(Stored dataset items)
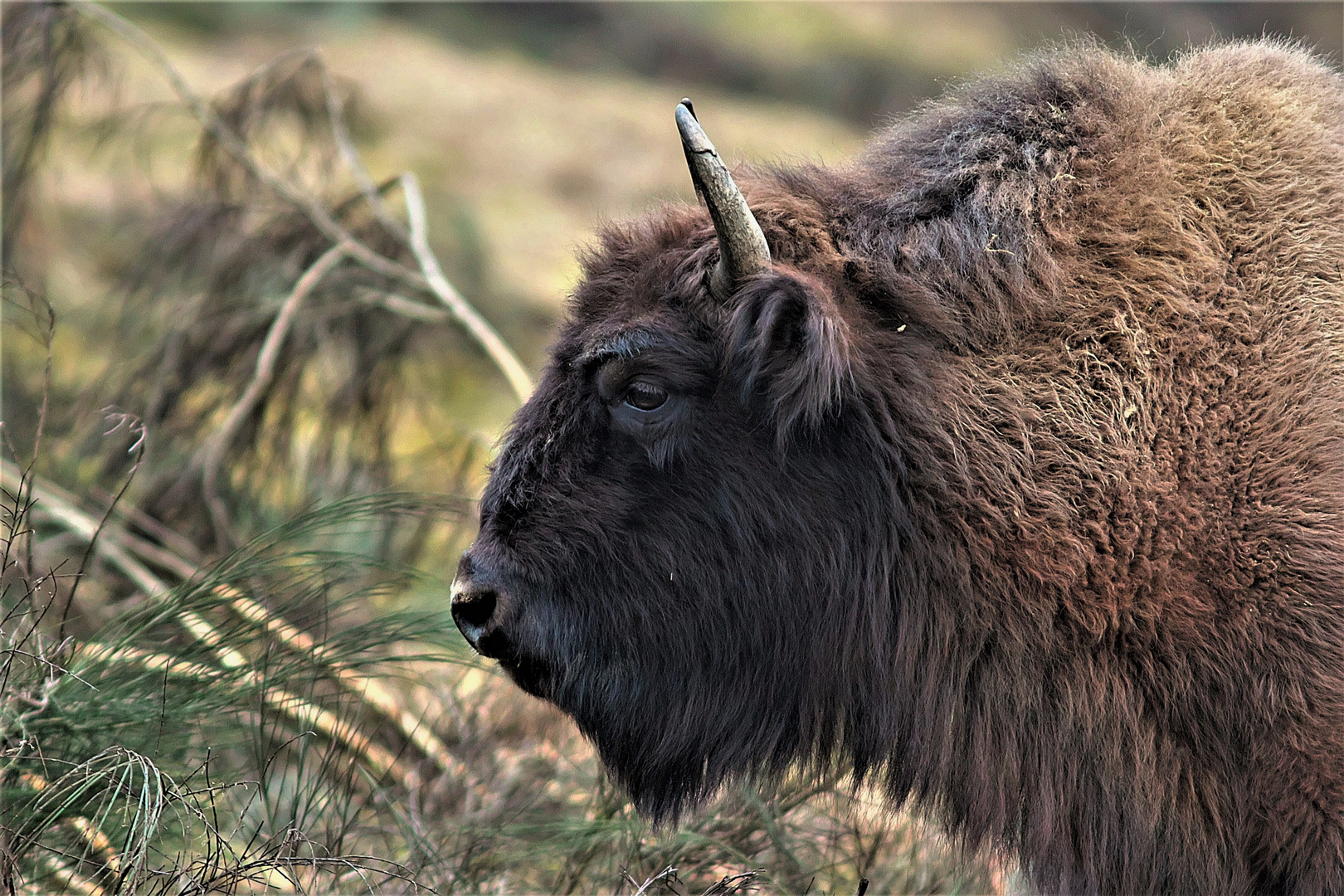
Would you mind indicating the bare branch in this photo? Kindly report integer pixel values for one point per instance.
(214, 449)
(461, 309)
(238, 149)
(429, 277)
(304, 712)
(340, 136)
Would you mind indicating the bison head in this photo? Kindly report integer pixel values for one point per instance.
(680, 516)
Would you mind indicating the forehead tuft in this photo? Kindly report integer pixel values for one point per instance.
(643, 266)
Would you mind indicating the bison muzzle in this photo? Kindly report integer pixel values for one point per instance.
(1001, 468)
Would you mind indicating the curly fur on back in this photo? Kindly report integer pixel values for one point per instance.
(1018, 484)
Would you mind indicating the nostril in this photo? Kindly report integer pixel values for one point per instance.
(475, 607)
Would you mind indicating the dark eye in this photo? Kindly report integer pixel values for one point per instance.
(645, 397)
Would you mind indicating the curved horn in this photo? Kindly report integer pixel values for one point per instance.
(743, 247)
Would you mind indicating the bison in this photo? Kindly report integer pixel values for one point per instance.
(1001, 468)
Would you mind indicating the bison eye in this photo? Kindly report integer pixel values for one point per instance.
(645, 397)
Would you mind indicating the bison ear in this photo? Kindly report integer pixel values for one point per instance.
(789, 348)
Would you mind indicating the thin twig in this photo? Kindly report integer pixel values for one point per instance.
(463, 310)
(134, 426)
(238, 149)
(429, 277)
(219, 441)
(346, 145)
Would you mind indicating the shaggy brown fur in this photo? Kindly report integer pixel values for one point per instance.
(1018, 483)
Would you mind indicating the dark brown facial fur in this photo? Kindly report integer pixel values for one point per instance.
(1016, 484)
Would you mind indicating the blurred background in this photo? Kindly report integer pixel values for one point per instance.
(147, 265)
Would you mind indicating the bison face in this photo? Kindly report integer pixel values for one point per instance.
(675, 527)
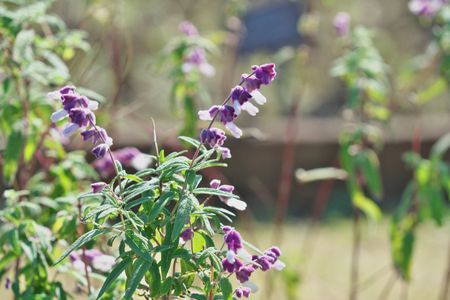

(TASK REQUIREMENTS)
Transcribe the records above exactly, excluding every picture.

(SOLUTION)
Would you mind indicating the bare branch in this photo? Kindly report integer pixel values for one point per instance.
(214, 449)
(461, 309)
(238, 149)
(429, 277)
(304, 712)
(340, 136)
Would you mind indicating the bison head in this photo? Kindly report integer pixel values for one point per instance.
(680, 516)
Would you mind indicating the forehead tuft in this photo? Kindly report integer pixel values for one point per instance.
(643, 266)
Would you mind indicating the bison muzzle in this photo? Kindly report integer pixel values for one point per instance.
(1001, 468)
Would you mind indicating the curly fur on back in this photo? Kindly report integer pixel values for one point per instance.
(1018, 484)
Would you mind indicating the nostril in this photo? Kindly report integer pixel values for one point per instance.
(475, 607)
Would you mind indicating the dark eye in this photo? Kindly report integer pixel values for one point per instance.
(645, 397)
Would you mind indicating the curved horn in this photo? Kindly report integer pixel values for one point per instance.
(743, 247)
Would you mind indicating the bison in this photo? Kindly report integer pixel values for one point per instance.
(1001, 468)
Would you mind indicating the bison eye in this photo? Kindly report integer pixel values for one point per instance.
(645, 397)
Would you mind indicating the bison ear in this photo? Kindly report integer pixel values for one point per instance.
(789, 348)
Would you mind indicating the thin twig in this photo? Kindly report integer pixel values for one point per instance.
(463, 310)
(134, 426)
(238, 149)
(429, 277)
(219, 441)
(346, 145)
Would you mind indicating the shaggy brown fur in this photo? Kindly report integer pixel values for one point per instance.
(1018, 483)
Would you mind indicating the dark brown facial fur in this photo? Kindly report integer pixel values for one point per instance.
(1016, 484)
Would you mind indicating the blurred background in this photo? Kindly report integer pixel values for one point per instance.
(147, 265)
Would you mind indicating the bison face in this photo? Kindly report integer pixel values for one point per instance.
(675, 527)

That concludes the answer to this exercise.